— INSTRUCTIONS FOR THE TASK —
In the Panasonic camera announcement text, what price should buyers expect to pay for the Lumix GM5 kitted with the 12-32mm zoom lens?

Like the GM1, the GM5 uses a 16-megapixel Micro Four Thirds sensor—the same chip that was also used in the company’s flagship GX7—offering a sensitivity range of up to ISO 25600. The GM5 can record HD video at 1080/60p, and also offers a 24p mode for more “cinematic” shooting.

Other extras include focus peaking, a silent more, a 1/16000-second electronic shutter, and a level gauge.

The Lumix GM5 will be available in mid-November, and Panasonic reps told us you should expect to pay $899.99 kitted with the Panasonic 12-32mm zoom lens.

Stay tuned to Reviewed.com for full hands-on impressions of this and many more cameras and lenses from Photokina 2014!

GH4 to gain features via firmware update

Also on today's slate of Panasonic Micro Four Thirds announcements is a firmware update for the GH4. Current GH4 owners will gain a couple of interesting features, including USB tethering for studio setups. The GH4 will be compatible with Promote Systems' current USB Tether studio solution.

It'll also get an ability we saw in Panasonic's Lumix FX1000—the ability to record 4K video and break up individual frames into an 8-megapixel still image. 4K Photo, as the feature is called, is a unique way of burst shooting, netting you 30 fps effectively. Using the Fn1 button, you can tag moments as they happen so they're easier to find later.

— PROVIDED MATERIAL —
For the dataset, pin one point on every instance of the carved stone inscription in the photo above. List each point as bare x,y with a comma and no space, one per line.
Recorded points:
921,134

— COMPLETE RESPONSE —
$899.99